#### [PROMPT A]
In the message on persistent identifier resolution in DSpace, what URL do both hdl:1234/5 and doi:6789/0 map to?
#### [PROMPT B]
Extend the message on persistent identifier resolution in DSpace beyond its final line.

#### [PASSAGE PROVIDED]

Hey Folks,

PI resolvers come in all shapes and sizes, What all your talking  
about implementing is proxy/resolution. I would highly recommend NOT  
conflating the PI resolution mechanism (and why do we even have to  
have one) with the url path with which a Community, Collection, Item  
or Bitstream is referenced under in DSpace. What this means is that  
you do not have a url on with you have to worry about the identifier  
being properly escaped. You also only have to be concerned with  
resolving one path to the Item for "any" PI system.

I.E.

hdl:1234/5 --> http://dspace.me.ac.uk/item/ABCD

and also

doi:6789/0 --> http://dspace.me.ac.uk/item/ABCD

Don't conflate local and global identification.

#### [Point annotations for photos]
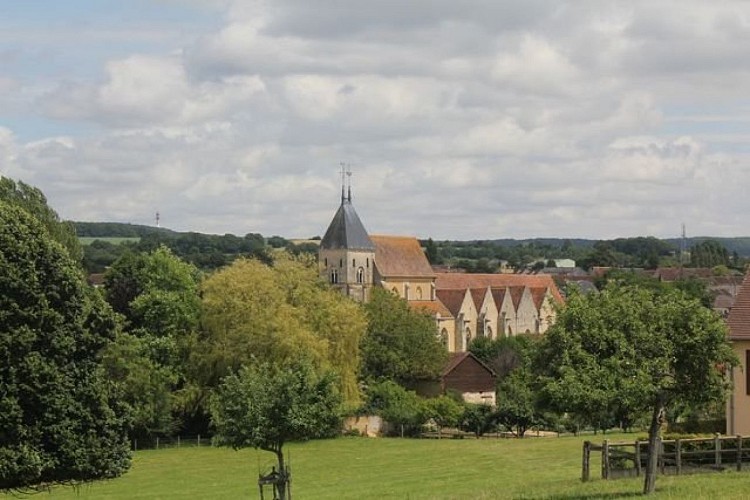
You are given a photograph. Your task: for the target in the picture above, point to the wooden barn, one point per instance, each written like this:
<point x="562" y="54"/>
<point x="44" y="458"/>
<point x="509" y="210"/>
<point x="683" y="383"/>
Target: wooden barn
<point x="466" y="374"/>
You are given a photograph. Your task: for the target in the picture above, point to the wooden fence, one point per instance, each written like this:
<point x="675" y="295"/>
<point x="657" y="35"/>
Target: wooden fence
<point x="675" y="456"/>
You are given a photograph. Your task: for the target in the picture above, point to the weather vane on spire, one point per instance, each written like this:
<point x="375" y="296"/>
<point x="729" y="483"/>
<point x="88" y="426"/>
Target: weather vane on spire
<point x="346" y="182"/>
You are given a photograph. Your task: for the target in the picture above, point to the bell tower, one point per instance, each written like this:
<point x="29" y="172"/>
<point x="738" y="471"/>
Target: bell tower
<point x="347" y="255"/>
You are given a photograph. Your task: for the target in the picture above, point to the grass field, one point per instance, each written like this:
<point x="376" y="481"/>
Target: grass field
<point x="362" y="468"/>
<point x="87" y="240"/>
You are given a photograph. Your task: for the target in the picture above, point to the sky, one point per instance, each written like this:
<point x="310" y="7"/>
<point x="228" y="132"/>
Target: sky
<point x="481" y="119"/>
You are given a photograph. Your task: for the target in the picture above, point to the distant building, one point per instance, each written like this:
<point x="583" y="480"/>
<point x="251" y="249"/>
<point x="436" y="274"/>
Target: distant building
<point x="464" y="306"/>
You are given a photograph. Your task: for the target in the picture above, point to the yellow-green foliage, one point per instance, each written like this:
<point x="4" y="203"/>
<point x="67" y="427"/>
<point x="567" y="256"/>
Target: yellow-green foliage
<point x="277" y="314"/>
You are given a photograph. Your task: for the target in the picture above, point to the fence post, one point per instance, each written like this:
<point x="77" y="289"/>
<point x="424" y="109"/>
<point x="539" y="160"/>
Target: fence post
<point x="660" y="454"/>
<point x="739" y="453"/>
<point x="717" y="450"/>
<point x="586" y="459"/>
<point x="637" y="457"/>
<point x="605" y="459"/>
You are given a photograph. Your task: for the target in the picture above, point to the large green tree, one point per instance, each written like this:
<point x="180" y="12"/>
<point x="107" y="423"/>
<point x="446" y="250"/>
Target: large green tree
<point x="157" y="293"/>
<point x="33" y="201"/>
<point x="400" y="344"/>
<point x="634" y="351"/>
<point x="266" y="406"/>
<point x="252" y="311"/>
<point x="60" y="420"/>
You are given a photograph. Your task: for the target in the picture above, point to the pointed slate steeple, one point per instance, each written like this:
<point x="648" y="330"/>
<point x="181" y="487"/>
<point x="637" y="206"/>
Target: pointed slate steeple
<point x="346" y="231"/>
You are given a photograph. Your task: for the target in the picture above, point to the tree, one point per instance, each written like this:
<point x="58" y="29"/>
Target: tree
<point x="60" y="420"/>
<point x="265" y="406"/>
<point x="33" y="201"/>
<point x="400" y="344"/>
<point x="396" y="405"/>
<point x="635" y="351"/>
<point x="157" y="292"/>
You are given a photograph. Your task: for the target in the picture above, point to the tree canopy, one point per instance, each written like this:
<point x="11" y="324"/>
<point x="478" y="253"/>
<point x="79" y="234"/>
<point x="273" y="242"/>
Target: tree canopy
<point x="252" y="311"/>
<point x="400" y="344"/>
<point x="630" y="351"/>
<point x="60" y="420"/>
<point x="265" y="406"/>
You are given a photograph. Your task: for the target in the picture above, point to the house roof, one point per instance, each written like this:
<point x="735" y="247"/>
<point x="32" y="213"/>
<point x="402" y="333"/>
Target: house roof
<point x="400" y="256"/>
<point x="431" y="306"/>
<point x="739" y="314"/>
<point x="458" y="280"/>
<point x="456" y="358"/>
<point x="452" y="299"/>
<point x="516" y="294"/>
<point x="538" y="294"/>
<point x="346" y="231"/>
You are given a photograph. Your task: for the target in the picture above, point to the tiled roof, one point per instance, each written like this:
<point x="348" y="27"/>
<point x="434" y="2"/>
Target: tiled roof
<point x="739" y="314"/>
<point x="538" y="294"/>
<point x="400" y="256"/>
<point x="456" y="281"/>
<point x="498" y="294"/>
<point x="431" y="306"/>
<point x="516" y="294"/>
<point x="477" y="295"/>
<point x="346" y="231"/>
<point x="452" y="299"/>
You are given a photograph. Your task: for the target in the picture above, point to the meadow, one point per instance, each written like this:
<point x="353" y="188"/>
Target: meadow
<point x="364" y="468"/>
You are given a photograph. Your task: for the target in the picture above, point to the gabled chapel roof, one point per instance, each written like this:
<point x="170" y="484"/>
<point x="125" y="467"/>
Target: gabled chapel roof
<point x="401" y="256"/>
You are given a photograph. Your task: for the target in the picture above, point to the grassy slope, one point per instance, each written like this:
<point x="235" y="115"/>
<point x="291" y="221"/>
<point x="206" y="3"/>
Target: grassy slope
<point x="359" y="468"/>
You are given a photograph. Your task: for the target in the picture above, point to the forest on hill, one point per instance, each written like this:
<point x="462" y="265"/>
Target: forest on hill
<point x="210" y="251"/>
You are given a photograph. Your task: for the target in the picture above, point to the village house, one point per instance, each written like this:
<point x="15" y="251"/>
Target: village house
<point x="464" y="306"/>
<point x="738" y="406"/>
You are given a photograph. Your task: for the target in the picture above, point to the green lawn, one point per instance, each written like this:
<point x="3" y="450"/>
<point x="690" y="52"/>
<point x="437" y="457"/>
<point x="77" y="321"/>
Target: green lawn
<point x="362" y="468"/>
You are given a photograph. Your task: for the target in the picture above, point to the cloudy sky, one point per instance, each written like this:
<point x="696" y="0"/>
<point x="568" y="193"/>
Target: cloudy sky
<point x="461" y="120"/>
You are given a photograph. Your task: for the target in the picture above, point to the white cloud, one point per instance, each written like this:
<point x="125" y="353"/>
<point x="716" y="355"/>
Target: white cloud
<point x="483" y="120"/>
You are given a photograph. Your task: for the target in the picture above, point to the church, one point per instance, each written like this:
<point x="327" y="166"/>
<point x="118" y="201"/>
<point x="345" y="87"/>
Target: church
<point x="464" y="306"/>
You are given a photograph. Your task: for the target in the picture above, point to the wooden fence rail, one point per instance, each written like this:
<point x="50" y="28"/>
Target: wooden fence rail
<point x="674" y="456"/>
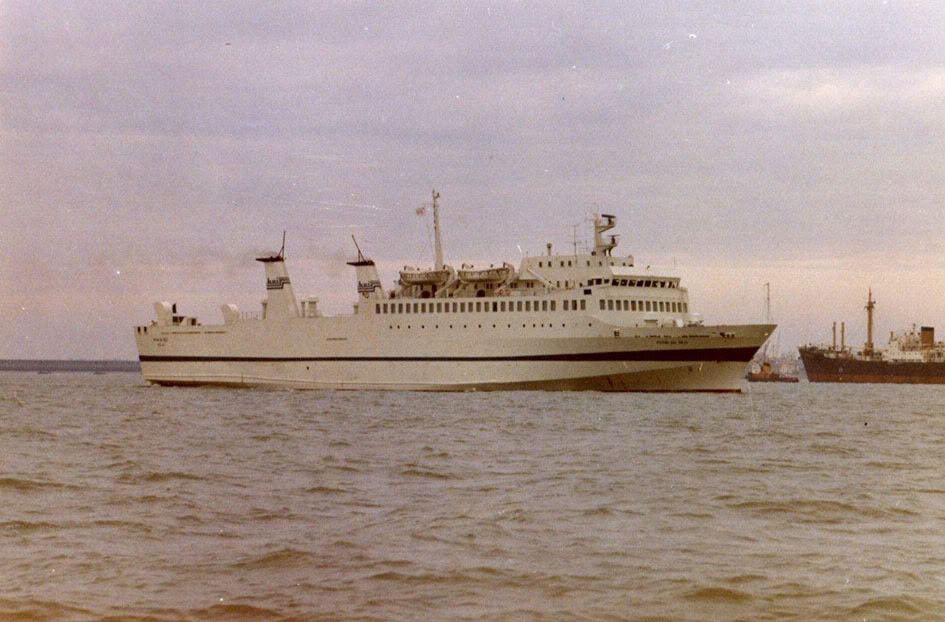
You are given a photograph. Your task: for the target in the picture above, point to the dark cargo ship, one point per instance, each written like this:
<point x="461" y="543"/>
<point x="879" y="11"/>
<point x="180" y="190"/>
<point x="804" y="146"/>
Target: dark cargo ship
<point x="912" y="357"/>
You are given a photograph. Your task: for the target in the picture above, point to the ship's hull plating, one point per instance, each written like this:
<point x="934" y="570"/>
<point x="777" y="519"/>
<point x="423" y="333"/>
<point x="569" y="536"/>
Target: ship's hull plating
<point x="658" y="359"/>
<point x="821" y="368"/>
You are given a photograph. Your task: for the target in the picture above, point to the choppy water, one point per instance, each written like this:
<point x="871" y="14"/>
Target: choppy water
<point x="801" y="502"/>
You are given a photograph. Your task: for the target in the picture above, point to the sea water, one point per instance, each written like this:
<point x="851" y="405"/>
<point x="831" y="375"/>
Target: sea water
<point x="788" y="502"/>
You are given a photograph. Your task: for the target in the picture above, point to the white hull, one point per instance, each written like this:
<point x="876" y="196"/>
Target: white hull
<point x="319" y="354"/>
<point x="564" y="322"/>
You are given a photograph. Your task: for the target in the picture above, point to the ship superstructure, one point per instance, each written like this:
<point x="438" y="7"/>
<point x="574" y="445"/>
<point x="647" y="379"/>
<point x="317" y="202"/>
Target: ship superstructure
<point x="591" y="320"/>
<point x="911" y="357"/>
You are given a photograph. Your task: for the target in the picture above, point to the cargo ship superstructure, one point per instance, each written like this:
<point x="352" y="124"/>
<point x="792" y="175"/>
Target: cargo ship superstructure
<point x="911" y="357"/>
<point x="580" y="321"/>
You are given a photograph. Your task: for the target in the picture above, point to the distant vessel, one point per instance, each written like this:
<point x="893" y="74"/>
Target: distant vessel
<point x="766" y="374"/>
<point x="912" y="357"/>
<point x="761" y="369"/>
<point x="583" y="321"/>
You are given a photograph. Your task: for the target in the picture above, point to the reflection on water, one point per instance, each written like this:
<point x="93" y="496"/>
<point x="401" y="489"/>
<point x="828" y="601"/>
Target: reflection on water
<point x="791" y="501"/>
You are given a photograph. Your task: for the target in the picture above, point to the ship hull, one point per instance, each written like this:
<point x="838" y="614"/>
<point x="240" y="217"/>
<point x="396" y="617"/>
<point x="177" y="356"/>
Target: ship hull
<point x="821" y="368"/>
<point x="320" y="354"/>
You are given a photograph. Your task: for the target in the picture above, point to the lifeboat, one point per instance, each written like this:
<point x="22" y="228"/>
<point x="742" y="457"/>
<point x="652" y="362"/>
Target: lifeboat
<point x="415" y="276"/>
<point x="468" y="274"/>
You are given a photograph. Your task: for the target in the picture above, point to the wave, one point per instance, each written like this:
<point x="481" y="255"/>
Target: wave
<point x="282" y="558"/>
<point x="718" y="594"/>
<point x="28" y="485"/>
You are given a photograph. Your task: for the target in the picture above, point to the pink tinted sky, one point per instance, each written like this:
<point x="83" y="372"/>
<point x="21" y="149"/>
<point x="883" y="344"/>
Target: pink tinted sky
<point x="148" y="151"/>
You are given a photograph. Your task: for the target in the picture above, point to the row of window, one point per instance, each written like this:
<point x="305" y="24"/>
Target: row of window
<point x="498" y="306"/>
<point x="550" y="264"/>
<point x="665" y="306"/>
<point x="503" y="306"/>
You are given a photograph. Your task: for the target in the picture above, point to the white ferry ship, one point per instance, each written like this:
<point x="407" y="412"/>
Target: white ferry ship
<point x="591" y="321"/>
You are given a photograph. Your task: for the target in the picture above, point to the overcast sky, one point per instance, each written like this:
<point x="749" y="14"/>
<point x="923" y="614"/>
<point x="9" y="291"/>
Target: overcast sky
<point x="149" y="150"/>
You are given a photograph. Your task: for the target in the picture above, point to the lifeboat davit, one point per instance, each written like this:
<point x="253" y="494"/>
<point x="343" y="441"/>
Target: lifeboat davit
<point x="469" y="274"/>
<point x="416" y="276"/>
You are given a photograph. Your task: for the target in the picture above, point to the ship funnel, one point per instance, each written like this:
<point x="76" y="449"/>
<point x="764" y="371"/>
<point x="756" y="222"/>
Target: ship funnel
<point x="280" y="296"/>
<point x="369" y="282"/>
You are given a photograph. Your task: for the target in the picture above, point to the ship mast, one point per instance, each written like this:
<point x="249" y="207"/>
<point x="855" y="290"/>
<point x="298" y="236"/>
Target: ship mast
<point x="436" y="231"/>
<point x="870" y="305"/>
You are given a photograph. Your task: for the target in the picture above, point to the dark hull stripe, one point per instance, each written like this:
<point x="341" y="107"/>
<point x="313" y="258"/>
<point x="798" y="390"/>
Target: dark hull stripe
<point x="876" y="379"/>
<point x="741" y="355"/>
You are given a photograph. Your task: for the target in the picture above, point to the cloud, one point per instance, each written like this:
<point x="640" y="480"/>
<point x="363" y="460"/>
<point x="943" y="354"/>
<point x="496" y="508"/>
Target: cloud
<point x="849" y="90"/>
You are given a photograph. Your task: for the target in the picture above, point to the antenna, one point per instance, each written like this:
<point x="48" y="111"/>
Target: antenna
<point x="438" y="251"/>
<point x="360" y="254"/>
<point x="767" y="303"/>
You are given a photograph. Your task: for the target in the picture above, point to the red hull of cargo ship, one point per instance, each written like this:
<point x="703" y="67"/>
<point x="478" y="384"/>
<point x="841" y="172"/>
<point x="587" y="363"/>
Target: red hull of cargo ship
<point x="822" y="368"/>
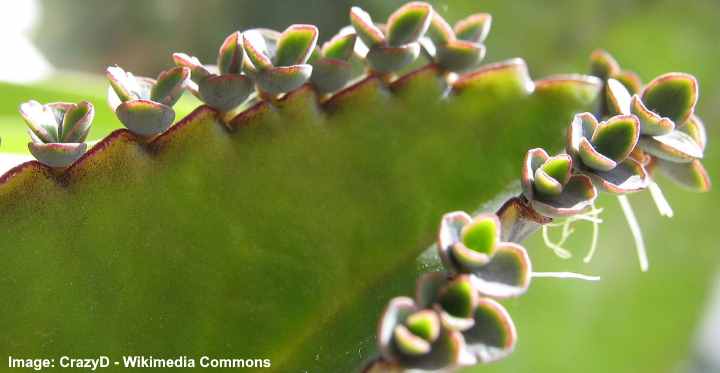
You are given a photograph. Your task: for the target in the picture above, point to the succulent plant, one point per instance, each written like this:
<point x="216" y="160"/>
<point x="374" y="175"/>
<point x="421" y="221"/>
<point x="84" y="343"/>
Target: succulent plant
<point x="672" y="138"/>
<point x="57" y="130"/>
<point x="223" y="87"/>
<point x="142" y="104"/>
<point x="332" y="69"/>
<point x="552" y="188"/>
<point x="472" y="246"/>
<point x="605" y="66"/>
<point x="601" y="151"/>
<point x="447" y="325"/>
<point x="487" y="329"/>
<point x="278" y="61"/>
<point x="689" y="173"/>
<point x="460" y="48"/>
<point x="453" y="321"/>
<point x="394" y="45"/>
<point x="412" y="337"/>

#### [EXPECTED OUTPUT A]
http://dspace.me.ac.uk/item/ABCD

#### [EXPECTED OUTPUT B]
Cheers,
Mark Diggory

On May 29, 2007, at 7:52 AM, James Rutherford wrote:

> On Tue, May 29, 2007 at 11:56:58AM +0100, Graham Triggs wrote:
>> On Tue, 2007-05-29 at 11:43 +0100, James Rutherford wrote:
>>> I don't see what's so unusual or undesirable about colons. The  
>>> reasoning
>>> behind doing it this way was so that the value after "/uri/" is the
>>> canonical form of the identifier.
>>
>> The colon is a reserved character, and in this example would have  
>> to be
>> encoded to be strictly valid according to the specifications - which
>> would then mean it isn't the canonical form.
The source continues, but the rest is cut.